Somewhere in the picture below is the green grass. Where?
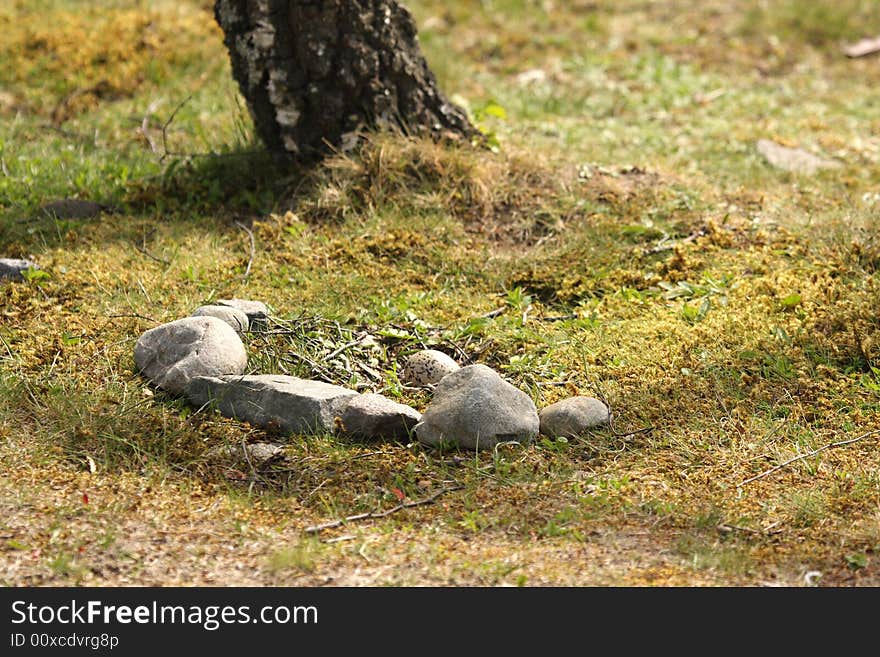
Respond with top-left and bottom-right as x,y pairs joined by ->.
2,0 -> 880,586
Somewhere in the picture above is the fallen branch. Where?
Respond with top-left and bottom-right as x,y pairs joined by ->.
303,485 -> 463,534
737,429 -> 880,488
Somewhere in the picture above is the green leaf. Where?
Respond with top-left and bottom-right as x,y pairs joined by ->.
780,293 -> 802,308
681,303 -> 700,323
846,553 -> 868,570
482,100 -> 508,120
376,327 -> 412,340
772,326 -> 791,344
21,268 -> 50,283
61,332 -> 81,346
698,297 -> 711,318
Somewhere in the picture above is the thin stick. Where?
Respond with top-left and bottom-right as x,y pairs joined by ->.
737,429 -> 880,488
324,535 -> 356,544
480,307 -> 506,319
284,352 -> 329,375
539,314 -> 578,322
234,221 -> 255,280
596,390 -> 654,438
107,313 -> 158,323
131,240 -> 170,266
611,425 -> 655,438
351,451 -> 389,460
0,332 -> 15,360
160,94 -> 193,162
139,99 -> 163,154
303,485 -> 463,534
645,229 -> 706,255
39,123 -> 94,143
717,523 -> 762,536
324,339 -> 360,362
240,439 -> 259,495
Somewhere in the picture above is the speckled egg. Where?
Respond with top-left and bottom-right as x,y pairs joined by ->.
402,349 -> 460,386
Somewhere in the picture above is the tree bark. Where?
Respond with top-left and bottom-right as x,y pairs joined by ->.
214,0 -> 479,160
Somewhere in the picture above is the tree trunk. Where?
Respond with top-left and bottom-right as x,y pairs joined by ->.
214,0 -> 479,160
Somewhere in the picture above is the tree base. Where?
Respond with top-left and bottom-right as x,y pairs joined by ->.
215,0 -> 479,160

++++++++++

EXERCISE: Would you transcribe all of the entries above exactly, minus the images?

ANSWER TO THIS EXERCISE:
Somewhere in the picture below is the green grass. Where?
Respond with top-left and bottom-right as x,y pairs joined by ->.
2,0 -> 880,586
Somewhere in the picture above is the fallen branch. Where?
Respond with top-left and bottom-right as x,y pairs joined by ->.
303,485 -> 463,534
737,429 -> 880,488
Somewhere in the picture above is the green leaf. Where?
Respond with top-left and bottom-right as x,y pairs joined by ->.
780,293 -> 802,308
681,303 -> 700,323
846,553 -> 868,570
482,100 -> 508,120
376,327 -> 412,340
772,326 -> 791,344
21,268 -> 50,283
61,332 -> 81,346
698,297 -> 711,318
Somewhere in the picture above is the thin stick. Where?
Respond with top-left and bottom-right as x,y pairs joined by ->.
737,429 -> 880,488
324,535 -> 356,544
480,307 -> 506,319
284,352 -> 329,375
539,314 -> 578,322
234,221 -> 255,280
596,390 -> 654,438
107,313 -> 158,323
131,240 -> 170,266
611,425 -> 655,438
351,451 -> 389,460
0,332 -> 15,360
160,94 -> 193,162
139,99 -> 163,154
303,485 -> 463,534
645,229 -> 706,255
39,123 -> 94,143
717,523 -> 762,536
324,339 -> 360,362
240,439 -> 259,495
Somewhere in the picture above is the speckled egg. Where?
Respond with top-left and bottom-right as x,y pairs joined by ->.
402,349 -> 460,386
Somewhere in the picture above is the tree bark. Where?
Respond with top-left and bottom-right as x,y pairs joined by ->.
214,0 -> 479,160
Somewhere in the picture above is the tree trunk. Where?
Respond with top-left and bottom-right as x,y pairs joined by ->.
214,0 -> 479,160
Somewhere in the picture above is the tree base. Where?
Respond with top-left and bottom-right as x,y pairs joined by ->.
215,0 -> 479,160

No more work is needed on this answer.